[PROBLEM TO SOLVE]
Transcribe only the part of the listing below that begins at the line containing "Note: identify the striped" and runs to its final line, keeping both ends.

(Raw records)
◇ ◇ ◇
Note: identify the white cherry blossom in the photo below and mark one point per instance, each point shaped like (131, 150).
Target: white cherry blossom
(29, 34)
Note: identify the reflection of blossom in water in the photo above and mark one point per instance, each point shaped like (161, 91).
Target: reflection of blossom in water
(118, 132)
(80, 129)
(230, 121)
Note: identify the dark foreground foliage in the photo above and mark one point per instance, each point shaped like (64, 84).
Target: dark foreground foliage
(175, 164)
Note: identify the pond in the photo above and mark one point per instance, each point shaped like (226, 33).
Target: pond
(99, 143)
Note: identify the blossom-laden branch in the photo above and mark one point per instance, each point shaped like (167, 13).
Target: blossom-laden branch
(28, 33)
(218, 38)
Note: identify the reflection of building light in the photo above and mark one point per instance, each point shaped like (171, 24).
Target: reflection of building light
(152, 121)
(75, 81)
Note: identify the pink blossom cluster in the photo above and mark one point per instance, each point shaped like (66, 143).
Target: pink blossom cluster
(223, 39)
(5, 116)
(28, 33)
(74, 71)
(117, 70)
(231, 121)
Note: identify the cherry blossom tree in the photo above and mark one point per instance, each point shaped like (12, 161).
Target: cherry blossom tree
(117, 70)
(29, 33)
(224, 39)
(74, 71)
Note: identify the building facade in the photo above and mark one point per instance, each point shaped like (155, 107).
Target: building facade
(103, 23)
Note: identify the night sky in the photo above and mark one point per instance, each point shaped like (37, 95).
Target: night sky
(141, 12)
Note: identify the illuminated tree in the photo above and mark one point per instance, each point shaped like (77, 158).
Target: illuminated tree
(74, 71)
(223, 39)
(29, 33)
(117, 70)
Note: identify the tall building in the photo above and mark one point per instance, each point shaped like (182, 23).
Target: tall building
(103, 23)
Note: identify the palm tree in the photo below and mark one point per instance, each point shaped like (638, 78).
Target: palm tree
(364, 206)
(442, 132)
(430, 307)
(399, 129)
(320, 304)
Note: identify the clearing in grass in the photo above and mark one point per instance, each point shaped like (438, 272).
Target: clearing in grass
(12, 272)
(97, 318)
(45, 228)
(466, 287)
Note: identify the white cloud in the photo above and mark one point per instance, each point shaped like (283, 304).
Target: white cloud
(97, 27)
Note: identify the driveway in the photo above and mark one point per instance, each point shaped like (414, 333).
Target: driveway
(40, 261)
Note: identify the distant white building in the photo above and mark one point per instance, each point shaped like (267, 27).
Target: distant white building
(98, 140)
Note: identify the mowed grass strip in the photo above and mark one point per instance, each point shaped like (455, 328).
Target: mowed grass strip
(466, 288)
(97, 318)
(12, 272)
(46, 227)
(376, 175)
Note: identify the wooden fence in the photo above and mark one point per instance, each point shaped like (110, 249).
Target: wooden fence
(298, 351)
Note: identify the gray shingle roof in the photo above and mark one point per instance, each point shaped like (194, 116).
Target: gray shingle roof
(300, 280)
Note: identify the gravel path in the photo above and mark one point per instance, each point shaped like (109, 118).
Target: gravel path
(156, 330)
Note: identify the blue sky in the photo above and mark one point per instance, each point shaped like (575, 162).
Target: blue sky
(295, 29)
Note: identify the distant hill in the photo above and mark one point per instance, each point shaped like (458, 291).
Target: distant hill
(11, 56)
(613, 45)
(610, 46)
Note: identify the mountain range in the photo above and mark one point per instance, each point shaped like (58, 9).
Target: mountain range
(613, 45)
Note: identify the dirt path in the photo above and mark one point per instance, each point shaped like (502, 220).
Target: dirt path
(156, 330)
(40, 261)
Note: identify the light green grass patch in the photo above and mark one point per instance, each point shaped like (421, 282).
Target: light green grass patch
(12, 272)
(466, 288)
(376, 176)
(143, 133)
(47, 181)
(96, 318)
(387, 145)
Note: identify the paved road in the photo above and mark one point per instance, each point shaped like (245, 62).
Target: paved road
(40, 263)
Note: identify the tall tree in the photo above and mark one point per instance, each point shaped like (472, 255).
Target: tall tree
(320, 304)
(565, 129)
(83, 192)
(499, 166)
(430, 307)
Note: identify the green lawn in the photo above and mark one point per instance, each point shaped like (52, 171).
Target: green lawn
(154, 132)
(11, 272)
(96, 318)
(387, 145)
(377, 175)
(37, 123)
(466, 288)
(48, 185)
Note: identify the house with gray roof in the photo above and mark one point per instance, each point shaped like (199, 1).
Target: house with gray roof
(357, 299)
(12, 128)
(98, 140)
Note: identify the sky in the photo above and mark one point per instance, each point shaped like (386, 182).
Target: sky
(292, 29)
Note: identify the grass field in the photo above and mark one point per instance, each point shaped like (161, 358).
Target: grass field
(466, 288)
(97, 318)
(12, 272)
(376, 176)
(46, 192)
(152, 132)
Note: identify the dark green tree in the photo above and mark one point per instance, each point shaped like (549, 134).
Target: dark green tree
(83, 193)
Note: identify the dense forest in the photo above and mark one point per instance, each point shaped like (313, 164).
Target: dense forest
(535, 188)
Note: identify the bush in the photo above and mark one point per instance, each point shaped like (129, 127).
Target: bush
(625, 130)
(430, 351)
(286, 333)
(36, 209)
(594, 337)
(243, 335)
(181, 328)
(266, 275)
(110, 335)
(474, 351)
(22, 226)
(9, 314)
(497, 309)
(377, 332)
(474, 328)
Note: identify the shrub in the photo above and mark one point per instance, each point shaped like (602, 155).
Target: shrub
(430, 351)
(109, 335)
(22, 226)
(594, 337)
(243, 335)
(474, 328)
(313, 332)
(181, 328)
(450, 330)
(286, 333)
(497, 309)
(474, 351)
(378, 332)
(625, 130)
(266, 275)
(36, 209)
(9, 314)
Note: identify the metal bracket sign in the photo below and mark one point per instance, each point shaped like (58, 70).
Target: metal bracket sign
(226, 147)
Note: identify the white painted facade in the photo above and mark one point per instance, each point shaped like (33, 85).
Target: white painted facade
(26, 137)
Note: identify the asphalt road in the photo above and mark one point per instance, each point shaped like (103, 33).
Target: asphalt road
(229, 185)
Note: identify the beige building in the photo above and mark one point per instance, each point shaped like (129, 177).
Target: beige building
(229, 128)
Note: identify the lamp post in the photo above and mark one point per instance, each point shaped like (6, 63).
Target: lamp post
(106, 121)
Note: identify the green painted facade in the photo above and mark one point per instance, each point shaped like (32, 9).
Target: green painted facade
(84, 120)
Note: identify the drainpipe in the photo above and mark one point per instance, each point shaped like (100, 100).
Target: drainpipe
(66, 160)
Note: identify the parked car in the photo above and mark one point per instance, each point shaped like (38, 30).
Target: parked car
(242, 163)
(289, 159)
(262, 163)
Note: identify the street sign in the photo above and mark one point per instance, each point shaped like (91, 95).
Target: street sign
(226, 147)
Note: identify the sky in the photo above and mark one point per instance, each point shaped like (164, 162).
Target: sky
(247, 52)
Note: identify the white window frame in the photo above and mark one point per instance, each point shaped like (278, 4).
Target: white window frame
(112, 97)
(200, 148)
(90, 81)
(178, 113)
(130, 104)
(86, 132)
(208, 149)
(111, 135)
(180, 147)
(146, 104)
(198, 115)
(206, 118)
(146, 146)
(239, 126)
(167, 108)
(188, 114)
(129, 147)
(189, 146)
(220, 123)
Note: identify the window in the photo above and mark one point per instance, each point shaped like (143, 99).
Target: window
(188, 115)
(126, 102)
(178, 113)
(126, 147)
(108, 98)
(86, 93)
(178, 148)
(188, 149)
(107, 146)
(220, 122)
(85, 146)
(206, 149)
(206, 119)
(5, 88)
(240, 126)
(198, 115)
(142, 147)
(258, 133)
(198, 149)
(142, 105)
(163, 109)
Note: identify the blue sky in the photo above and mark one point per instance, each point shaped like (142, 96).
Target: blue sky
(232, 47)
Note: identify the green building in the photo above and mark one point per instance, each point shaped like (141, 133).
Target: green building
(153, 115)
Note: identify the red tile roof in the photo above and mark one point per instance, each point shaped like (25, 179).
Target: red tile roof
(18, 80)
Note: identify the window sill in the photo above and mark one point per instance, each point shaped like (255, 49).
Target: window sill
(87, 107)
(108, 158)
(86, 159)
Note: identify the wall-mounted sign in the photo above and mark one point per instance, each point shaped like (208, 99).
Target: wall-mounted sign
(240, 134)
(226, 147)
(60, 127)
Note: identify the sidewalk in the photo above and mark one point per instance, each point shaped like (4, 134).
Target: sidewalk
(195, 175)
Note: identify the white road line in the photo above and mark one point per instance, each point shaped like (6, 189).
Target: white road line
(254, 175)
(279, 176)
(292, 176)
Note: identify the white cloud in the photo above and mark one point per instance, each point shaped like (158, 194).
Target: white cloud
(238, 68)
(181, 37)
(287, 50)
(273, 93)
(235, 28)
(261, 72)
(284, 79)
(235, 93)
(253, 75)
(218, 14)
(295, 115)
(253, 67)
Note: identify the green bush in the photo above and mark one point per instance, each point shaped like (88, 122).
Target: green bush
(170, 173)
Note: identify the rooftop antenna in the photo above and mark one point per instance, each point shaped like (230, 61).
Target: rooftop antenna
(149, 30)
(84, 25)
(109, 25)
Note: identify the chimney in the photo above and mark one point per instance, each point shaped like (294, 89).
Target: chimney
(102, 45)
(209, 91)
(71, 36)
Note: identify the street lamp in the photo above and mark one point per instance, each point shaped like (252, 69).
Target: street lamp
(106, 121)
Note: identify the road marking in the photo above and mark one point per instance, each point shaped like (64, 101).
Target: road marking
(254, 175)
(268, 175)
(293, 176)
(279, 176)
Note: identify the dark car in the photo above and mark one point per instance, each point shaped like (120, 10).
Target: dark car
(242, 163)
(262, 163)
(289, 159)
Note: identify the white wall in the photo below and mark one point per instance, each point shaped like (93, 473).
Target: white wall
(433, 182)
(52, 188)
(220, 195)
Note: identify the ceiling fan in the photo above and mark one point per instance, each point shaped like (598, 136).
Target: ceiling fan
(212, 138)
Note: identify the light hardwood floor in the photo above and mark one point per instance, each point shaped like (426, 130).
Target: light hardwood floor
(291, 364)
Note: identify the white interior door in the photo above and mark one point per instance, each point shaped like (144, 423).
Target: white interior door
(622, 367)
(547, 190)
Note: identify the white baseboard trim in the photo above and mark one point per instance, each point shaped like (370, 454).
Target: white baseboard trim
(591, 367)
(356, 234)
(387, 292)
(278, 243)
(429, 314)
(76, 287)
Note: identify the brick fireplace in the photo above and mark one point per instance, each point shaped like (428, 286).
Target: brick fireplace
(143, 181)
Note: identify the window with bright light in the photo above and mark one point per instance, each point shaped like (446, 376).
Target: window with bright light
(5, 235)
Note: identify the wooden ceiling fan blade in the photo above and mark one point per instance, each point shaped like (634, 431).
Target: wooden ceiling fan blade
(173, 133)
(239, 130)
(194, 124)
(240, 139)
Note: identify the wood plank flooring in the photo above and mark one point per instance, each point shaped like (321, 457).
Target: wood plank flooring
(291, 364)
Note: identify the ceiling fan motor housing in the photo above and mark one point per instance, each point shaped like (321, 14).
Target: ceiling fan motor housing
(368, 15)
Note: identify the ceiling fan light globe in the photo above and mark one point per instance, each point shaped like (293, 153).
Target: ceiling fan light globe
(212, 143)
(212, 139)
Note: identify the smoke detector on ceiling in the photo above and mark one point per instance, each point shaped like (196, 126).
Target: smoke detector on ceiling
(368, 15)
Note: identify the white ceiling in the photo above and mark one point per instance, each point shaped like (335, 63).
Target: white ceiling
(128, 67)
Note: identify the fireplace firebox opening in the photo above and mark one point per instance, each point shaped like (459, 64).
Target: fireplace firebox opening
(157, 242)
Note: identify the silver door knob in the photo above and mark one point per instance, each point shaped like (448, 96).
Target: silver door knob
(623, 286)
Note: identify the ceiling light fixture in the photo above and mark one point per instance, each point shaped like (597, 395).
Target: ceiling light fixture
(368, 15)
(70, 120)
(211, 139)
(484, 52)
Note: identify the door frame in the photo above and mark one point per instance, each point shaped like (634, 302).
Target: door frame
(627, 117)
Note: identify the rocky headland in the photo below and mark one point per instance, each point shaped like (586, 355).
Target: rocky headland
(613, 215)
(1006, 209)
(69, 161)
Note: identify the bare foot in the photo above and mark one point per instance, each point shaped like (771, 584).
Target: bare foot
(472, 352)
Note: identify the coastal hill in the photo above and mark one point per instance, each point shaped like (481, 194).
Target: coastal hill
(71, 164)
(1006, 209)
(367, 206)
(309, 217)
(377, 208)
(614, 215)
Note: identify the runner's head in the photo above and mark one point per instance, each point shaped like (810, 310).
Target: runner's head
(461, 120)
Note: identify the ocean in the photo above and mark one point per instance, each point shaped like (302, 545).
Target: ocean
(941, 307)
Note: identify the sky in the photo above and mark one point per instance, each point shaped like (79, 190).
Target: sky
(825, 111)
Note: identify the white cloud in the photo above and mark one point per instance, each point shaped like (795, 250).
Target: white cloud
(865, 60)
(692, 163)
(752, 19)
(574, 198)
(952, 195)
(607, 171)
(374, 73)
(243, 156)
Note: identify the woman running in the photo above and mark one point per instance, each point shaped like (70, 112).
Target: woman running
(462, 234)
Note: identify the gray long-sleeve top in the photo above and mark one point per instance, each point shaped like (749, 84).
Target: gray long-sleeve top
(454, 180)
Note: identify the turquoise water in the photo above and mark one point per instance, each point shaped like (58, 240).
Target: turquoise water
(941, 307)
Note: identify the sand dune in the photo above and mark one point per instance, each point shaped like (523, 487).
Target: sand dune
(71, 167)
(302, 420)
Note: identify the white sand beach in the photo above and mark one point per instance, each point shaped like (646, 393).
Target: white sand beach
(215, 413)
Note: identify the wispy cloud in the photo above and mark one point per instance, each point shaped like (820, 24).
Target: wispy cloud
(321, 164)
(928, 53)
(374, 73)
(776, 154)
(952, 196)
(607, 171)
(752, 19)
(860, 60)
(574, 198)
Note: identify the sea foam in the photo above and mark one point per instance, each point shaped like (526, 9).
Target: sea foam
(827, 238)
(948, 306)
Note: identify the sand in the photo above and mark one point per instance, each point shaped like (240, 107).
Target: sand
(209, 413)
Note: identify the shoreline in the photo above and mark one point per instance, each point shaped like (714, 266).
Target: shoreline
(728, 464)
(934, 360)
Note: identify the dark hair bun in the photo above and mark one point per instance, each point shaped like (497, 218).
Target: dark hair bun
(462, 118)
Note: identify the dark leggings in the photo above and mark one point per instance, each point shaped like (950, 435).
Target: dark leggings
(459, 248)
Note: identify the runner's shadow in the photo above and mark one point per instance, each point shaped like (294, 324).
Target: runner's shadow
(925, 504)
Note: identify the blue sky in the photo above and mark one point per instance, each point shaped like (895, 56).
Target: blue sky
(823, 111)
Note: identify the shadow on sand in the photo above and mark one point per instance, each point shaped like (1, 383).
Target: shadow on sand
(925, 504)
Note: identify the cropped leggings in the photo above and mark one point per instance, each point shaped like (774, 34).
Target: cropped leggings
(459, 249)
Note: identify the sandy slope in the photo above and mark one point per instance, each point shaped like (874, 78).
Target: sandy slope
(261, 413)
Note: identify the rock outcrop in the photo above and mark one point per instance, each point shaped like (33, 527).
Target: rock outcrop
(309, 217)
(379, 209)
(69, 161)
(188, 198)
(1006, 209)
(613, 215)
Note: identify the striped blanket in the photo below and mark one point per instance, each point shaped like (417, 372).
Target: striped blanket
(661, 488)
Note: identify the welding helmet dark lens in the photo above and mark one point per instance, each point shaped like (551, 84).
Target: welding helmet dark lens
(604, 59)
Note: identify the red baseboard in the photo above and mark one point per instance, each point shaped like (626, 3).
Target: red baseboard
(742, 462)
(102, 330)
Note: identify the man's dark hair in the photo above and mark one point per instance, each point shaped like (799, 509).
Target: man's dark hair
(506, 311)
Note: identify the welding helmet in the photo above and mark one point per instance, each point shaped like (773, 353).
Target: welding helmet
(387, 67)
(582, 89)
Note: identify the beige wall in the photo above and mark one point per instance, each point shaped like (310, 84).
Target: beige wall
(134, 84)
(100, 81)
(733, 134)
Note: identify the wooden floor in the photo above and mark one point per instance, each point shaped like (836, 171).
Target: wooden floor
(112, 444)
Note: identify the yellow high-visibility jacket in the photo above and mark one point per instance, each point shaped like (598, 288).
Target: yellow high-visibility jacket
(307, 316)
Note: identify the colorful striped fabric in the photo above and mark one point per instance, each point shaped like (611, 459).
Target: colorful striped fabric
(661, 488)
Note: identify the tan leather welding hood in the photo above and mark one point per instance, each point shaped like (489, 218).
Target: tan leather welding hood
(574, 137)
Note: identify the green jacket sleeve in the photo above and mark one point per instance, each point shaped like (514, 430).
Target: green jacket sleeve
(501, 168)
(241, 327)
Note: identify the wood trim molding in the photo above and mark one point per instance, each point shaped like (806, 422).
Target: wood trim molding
◇ ◇ ◇
[RESULT FOR THIS EXERCISE]
Note: identify the striped blanket in the photo below and mark one point per instance, each point shaped like (417, 372).
Target: striped blanket
(661, 488)
Note: identify the welding helmet dark lens in the photo above and mark one point per instance, each point shaped like (551, 84).
Target: welding helmet dark lens
(604, 59)
Note: identify the red baseboard in the photo above and mark one point per instance, each point shaped like (626, 3).
Target: red baseboard
(742, 462)
(102, 330)
Note: identify the man's dark hair in the photo above and mark one point per instance, each point shaped like (799, 509).
Target: man's dark hair
(506, 311)
Note: identify the welding helmet in the photo above and mark one point per instance, each point shaped like (773, 353).
Target: welding helmet
(387, 67)
(582, 89)
Note: identify the beige wall in the photo above and mark one point per instance, each point shaped like (310, 84).
Target: beige wall
(134, 84)
(100, 81)
(733, 134)
Note: identify the wooden floor in the photo above and mark one point per instance, each point shaped like (836, 171).
Target: wooden floor
(112, 444)
Note: identify the yellow high-visibility jacket in the photo above and mark one point per instance, each point shaped like (598, 288).
Target: yellow high-visibility jacket
(307, 316)
Note: identify the colorful striped fabric in the photo above and mark one point per instance, each point shaped like (611, 459).
Target: colorful striped fabric
(661, 488)
Note: identify the tan leather welding hood in the photo above and mark one point per instance, each point shaped like (489, 218).
Target: tan leather welding hood
(574, 137)
Note: identify the green jacket sleeve in the photo above and mark one point per instance, each point shaped like (514, 430).
Target: green jacket sleeve
(501, 168)
(241, 327)
Note: identify the wood trim molding in the photo above and mark one point per instance, each point shaped like (806, 422).
Target: wood trim molding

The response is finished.